■ **Vorgegebener Text**:
• • • • • • •
Aktuell konzentrieren wir uns auf unsere Aufgabe, einen elektronischen Club in Stuttgart zu etablieren, mit möglichst viel Abwechslung. Was die Zukunft bringt, wird sich zeigen.

Ein Thema, um das wir (leider) nicht herumkommen: Corona. Wie hast du persönlich die letzten anderthalb Jahre erlebt und verbracht? Und wie kam das Proton durch diese Zeit des Lockdowns?

Wir haben uns mit Staatshilfen und Krediten über Wasser gehalten und versucht, den Kopf nicht in den Sand zu stecken. Langeweile hatte ich kaum, da wir seit mehr als sechs Monaten mit den Umbauten beschäftigt sind und ich auch viel Zeit in andere Projekte investiert habe. 

Wenn die Deutsche Bundesregierung heute ihr Go geben würde, dass alle Clubs ab morgen öffnen dürften. Wärt ihr bereit?
• • • • • • •
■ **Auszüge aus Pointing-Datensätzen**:
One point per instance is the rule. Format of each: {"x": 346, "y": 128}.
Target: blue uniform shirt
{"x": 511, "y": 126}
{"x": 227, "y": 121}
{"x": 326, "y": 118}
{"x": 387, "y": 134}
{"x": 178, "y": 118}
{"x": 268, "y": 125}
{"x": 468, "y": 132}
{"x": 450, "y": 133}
• • • • • • •
■ **Zu erledigende Aufgaben**:
1/ Schreibe aus dem Interview zum Stuttgarter Club den Abschnitt wortgetreu ab, der mit „Aktuell konzentrieren wir“ beginnt und bis einschließlich „Projekte investiert habe.“ reicht.
2/ Setze das Interview zum Stuttgarter Club nach seinem letzten Satz fort.

■ **Antworten**:
1/
Aktuell konzentrieren wir uns auf unsere Aufgabe, einen elektronischen Club in Stuttgart zu etablieren, mit möglichst viel Abwechslung. Was die Zukunft bringt, wird sich zeigen.

Ein Thema, um das wir (leider) nicht herumkommen: Corona. Wie hast du persönlich die letzten anderthalb Jahre erlebt und verbracht? Und wie kam das Proton durch diese Zeit des Lockdowns?

Wir haben uns mit Staatshilfen und Krediten über Wasser gehalten und versucht, den Kopf nicht in den Sand zu stecken. Langeweile hatte ich kaum, da wir seit mehr als sechs Monaten mit den Umbauten beschäftigt sind und ich auch viel Zeit in andere Projekte investiert habe.

2/
Seit heute (16. August) dürfen Clubs im Rahmen der 3-G-Regel in Baden-Württemberg unter Vollauslastung wieder öffnen. Zudem kommt weiterhin die Maskenpflicht bei Indoor-Events. Auch wir sind sehr überrascht worden von der neuen Landesverordnung. Theoretisch könnten wir unter den neuen Voraussetzungen öffnen, jedoch haben wir vorab schon einen genauen Zeitplan ausgearbeitet. Einige Umbauarbeiten sind leider noch nicht beendet und wir möchten alles komplett abgeschlossen haben, bevor wir das Proton endlich wieder öffnen.

Eine Frage, die wohl niemand beantworten kann – die ich aber dennoch stelle: Wann geht’s endlich wieder los und welche Namen werden wir im Line-up der ersten Proton-Party lesen?

Unser großes Re-Opening ist für den 1. Oktober geplant. Ich arbeite gerade an verschiedenen Line-Ups, aber da noch keine Acts hundertprozentig confirmt sind, kann ich dazu noch nichts sagen. In der aktuellen Situation rede ich ungern über ungelegte Eier. Wenn alles so kommt, wie geplant, wird das ein ganz schön wilder Herbst/Winter.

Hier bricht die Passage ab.